What the task asks – Retype all data exactly as given. Pictures should not be retyped.

Stored data entries:

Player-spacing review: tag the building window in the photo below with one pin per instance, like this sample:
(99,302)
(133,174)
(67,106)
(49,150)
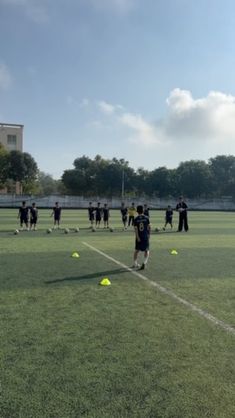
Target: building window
(11,141)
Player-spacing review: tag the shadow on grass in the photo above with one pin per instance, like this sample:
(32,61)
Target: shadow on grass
(95,275)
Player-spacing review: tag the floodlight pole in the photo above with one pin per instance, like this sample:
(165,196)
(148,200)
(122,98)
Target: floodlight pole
(123,184)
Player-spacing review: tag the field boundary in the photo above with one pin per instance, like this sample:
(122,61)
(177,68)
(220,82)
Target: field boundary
(168,292)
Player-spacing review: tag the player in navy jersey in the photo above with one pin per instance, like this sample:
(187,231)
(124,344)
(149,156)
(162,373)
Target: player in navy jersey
(142,232)
(56,213)
(146,210)
(124,212)
(98,214)
(106,215)
(23,214)
(91,213)
(33,216)
(182,208)
(168,217)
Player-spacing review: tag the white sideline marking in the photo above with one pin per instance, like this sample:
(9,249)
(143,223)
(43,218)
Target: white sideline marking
(168,292)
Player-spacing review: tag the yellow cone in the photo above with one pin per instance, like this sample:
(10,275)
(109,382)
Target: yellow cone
(75,255)
(105,282)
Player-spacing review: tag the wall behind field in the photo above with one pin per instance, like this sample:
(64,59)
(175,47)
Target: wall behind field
(12,201)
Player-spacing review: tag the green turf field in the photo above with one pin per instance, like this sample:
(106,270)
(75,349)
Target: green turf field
(70,348)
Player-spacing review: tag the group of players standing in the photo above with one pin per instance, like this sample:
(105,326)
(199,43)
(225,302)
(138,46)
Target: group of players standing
(29,216)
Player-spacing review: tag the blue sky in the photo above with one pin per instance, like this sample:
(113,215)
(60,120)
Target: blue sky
(150,81)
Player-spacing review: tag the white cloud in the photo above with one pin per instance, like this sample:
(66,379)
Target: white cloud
(35,10)
(208,118)
(5,77)
(143,132)
(191,127)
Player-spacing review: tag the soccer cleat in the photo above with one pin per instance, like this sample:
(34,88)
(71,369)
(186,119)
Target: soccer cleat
(135,266)
(142,267)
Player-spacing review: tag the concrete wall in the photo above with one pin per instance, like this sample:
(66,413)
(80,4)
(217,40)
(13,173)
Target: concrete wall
(15,131)
(115,202)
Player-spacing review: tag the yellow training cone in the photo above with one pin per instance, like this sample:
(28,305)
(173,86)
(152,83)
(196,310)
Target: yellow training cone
(105,282)
(75,255)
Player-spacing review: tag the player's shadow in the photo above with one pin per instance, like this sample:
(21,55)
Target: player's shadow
(96,275)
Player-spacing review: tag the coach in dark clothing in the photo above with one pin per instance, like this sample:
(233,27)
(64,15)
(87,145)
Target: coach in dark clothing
(182,208)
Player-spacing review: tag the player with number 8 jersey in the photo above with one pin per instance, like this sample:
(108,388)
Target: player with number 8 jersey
(142,232)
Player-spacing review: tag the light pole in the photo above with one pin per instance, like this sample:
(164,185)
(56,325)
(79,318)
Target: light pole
(123,184)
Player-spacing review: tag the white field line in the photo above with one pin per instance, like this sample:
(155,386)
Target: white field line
(168,292)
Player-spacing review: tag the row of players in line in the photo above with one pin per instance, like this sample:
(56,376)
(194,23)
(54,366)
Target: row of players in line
(29,215)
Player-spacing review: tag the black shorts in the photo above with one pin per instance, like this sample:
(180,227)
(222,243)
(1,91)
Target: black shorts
(168,220)
(24,220)
(142,245)
(33,220)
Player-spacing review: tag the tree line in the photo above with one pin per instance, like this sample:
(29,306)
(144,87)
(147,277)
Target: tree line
(194,178)
(114,177)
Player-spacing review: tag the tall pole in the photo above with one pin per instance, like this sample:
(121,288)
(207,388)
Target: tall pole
(123,184)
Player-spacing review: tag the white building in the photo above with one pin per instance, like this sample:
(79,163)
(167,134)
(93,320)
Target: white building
(11,136)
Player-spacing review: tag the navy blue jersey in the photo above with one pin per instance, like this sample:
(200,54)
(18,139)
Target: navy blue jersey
(181,205)
(106,214)
(124,212)
(146,212)
(169,214)
(98,213)
(33,213)
(91,213)
(141,222)
(57,212)
(23,212)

Answer for the task –
Player-spacing review: tag the building window in the photo below with one pin per instance, like this sample:
(99,302)
(133,174)
(67,106)
(49,150)
Target: building window
(11,141)
Player-spacing review: tag the shadow on grass in the photo above with one pin per instance, like this sample:
(32,61)
Target: shadow on grass
(95,275)
Player-spacing review: tag the floodlight pole in the photo above with one pin per instance, like this sample:
(165,196)
(148,200)
(122,98)
Target: floodlight pole
(123,184)
Player-spacing review: tag the field boundary in the photo above with one pin per instance, like this sample:
(122,61)
(177,68)
(220,82)
Target: field boundary
(168,292)
Player-spacing review: tag the player in navy jersey in the photo above with one pin per instance, like this sample:
(187,231)
(124,344)
(149,156)
(162,373)
Target: player in navy jersey
(142,232)
(56,213)
(146,210)
(124,212)
(98,214)
(106,215)
(23,214)
(91,213)
(33,216)
(182,208)
(168,217)
Player-spacing review: tag the white sideline marking in the photo above with one pin per instance, like this sample:
(9,249)
(143,223)
(43,218)
Target: white sideline marking
(168,292)
Player-spacing review: tag the yellow cone in the photo above with one pin per instance, like this sample:
(10,275)
(109,382)
Target: yellow cone
(75,255)
(105,282)
Player-spacing review: tag the wall behind field in the photo above with one pin per instance, like this sample:
(64,59)
(175,47)
Target: wall behind field
(12,201)
Player-spacing review: tag the green turf field in the photo above with one pin per instance, like this sample:
(106,270)
(75,349)
Target: green turf field
(70,348)
Player-spacing review: tag the group of players standing in the photo above with one pin per instance, like this sample:
(105,326)
(199,43)
(225,302)
(138,46)
Target: group of players standing
(29,216)
Player-spacing review: tag the blue sky in the photo above with one pin per instance, like this sample:
(113,215)
(60,120)
Target: blue sky
(150,81)
Player-spacing review: tag the white cloud in the photo above with one pin per instance, like this sample:
(66,379)
Target: white cloud
(35,10)
(208,118)
(5,77)
(143,132)
(191,127)
Player-spacing review: tag the soccer cleat in the photo above with one pin per instance, like this sample:
(34,88)
(71,369)
(186,119)
Target: soccer cleat
(135,266)
(142,267)
Player-spacing review: tag the concrete wall in the photo above with one pin per instance, like this sample:
(66,413)
(80,4)
(217,40)
(13,173)
Target: concrete wall
(15,131)
(115,202)
Player-spacing review: tag the yellow training cone in the photo above with one pin per instance, like this sample:
(28,305)
(173,86)
(152,83)
(196,310)
Target: yellow training cone
(105,282)
(75,255)
Player-spacing review: tag the player's shadow in the photo above with one pin per instance, like this sample:
(21,55)
Target: player's shadow
(96,275)
Player-spacing review: tag the coach in dark clothing in the photo above with one pin per instance, like this sample:
(233,27)
(64,15)
(87,145)
Target: coach in dark clothing
(182,208)
Player-spacing review: tag the player with number 8 jersey in the photo above with one pin per instance, like this sample:
(108,388)
Target: player with number 8 jersey
(142,232)
Player-spacing review: tag the light pole in the photo above with one pin per instance, like this sample:
(164,185)
(56,325)
(79,318)
Target: light pole
(123,184)
Player-spacing review: tag the white field line in the photo above with one pin per instance, like this sample:
(155,386)
Target: white field line
(168,292)
Player-spacing review: tag the row of players in line in the photo above with one pin per instance, like this sample:
(56,376)
(194,23)
(54,366)
Target: row of players in line
(29,215)
Player-spacing review: tag the black shorts in the photo above with one pin per instance, like this sample:
(180,227)
(222,243)
(1,91)
Target: black shorts
(168,220)
(24,220)
(142,245)
(33,220)
Player-spacing review: tag the tree line in the photo above with one pin per instance, like this sample:
(29,306)
(144,87)
(147,277)
Target: tree line
(194,178)
(114,177)
Player-spacing review: tag the tall pole in the photo above with one pin per instance, like this sample:
(121,288)
(207,388)
Target: tall pole
(123,184)
Player-spacing review: tag the white building in the photo above with one pin per instance, like this sample:
(79,163)
(167,134)
(93,320)
Target: white building
(11,136)
Player-spacing review: tag the navy blue jersey in the photo above with one pin per instance, like this sample:
(200,54)
(18,139)
Target: navy blue jersey
(181,205)
(106,214)
(124,212)
(146,212)
(169,214)
(98,213)
(33,213)
(91,213)
(141,222)
(57,212)
(23,212)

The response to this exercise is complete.